■ **What is asked**
A – According to the article on Trump's job promises, what share of the vote did Mr. Trump capture in Mingo County?
B – Reproduce the stretch of the article on Trump's job promises from "And whether it" through "the first 100.".

■ **Text extract**

============================================================

And whether it is through rolling back regulations, imposing tariffs or making some none-too-discreet phone calls from the Oval Office to the C-suites, Donald J. Trump has vowed to bring back the vanishing jobs of miners, bakers and assembly-line workers, beginning on Day 1 of his administration.

“It’s going to happen fast,” Mr. Trump, the presumptive Republican nominee for president, recently told a cheering crowd in Charleston, W.Va. “This is so easy.”

If only that were true.

For all of the appeal his message might have for residents there (Mr. Trump captured almost 90 percent of the vote in Mingo County), much of what he is promising to do — on his own, and through congressional legislation — couldn’t be accomplished in the first 1,000 days of a Trump administration, much less the first 100.

For example, Mr. Trump has suggested easing clean-air regulations enacted by Democrats and Republicans alike that have hurt the coal industry. But King Coal is unlikely to ever recapture market share lost in recent years to natural gas made cheap by the fracking boom, not to mention fast-growing alternative energy sources like wind and solar.

============================================================

(Items in a dataset listing)

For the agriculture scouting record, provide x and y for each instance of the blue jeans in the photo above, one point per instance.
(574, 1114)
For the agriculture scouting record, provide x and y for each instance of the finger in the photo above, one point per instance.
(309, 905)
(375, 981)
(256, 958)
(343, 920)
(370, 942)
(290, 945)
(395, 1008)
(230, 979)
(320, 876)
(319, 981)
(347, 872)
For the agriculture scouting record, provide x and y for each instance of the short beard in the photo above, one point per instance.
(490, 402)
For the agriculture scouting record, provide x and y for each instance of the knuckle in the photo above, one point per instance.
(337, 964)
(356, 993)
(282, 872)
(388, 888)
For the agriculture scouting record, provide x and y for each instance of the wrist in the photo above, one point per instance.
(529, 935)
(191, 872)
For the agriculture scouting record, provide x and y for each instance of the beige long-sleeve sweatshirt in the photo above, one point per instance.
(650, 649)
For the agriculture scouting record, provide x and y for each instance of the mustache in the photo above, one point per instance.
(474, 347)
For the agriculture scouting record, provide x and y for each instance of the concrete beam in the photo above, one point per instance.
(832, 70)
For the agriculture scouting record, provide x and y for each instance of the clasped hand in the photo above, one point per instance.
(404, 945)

============================================================

■ **Task-by-task outputs**
A – Almost 90 percent.

B –
And whether it is through rolling back regulations, imposing tariffs or making some none-too-discreet phone calls from the Oval Office to the C-suites, Donald J. Trump has vowed to bring back the vanishing jobs of miners, bakers and assembly-line workers, beginning on Day 1 of his administration.

“It’s going to happen fast,” Mr. Trump, the presumptive Republican nominee for president, recently told a cheering crowd in Charleston, W.Va. “This is so easy.”

If only that were true.

For all of the appeal his message might have for residents there (Mr. Trump captured almost 90 percent of the vote in Mingo County), much of what he is promising to do — on his own, and through congressional legislation — couldn’t be accomplished in the first 1,000 days of a Trump administration, much less the first 100.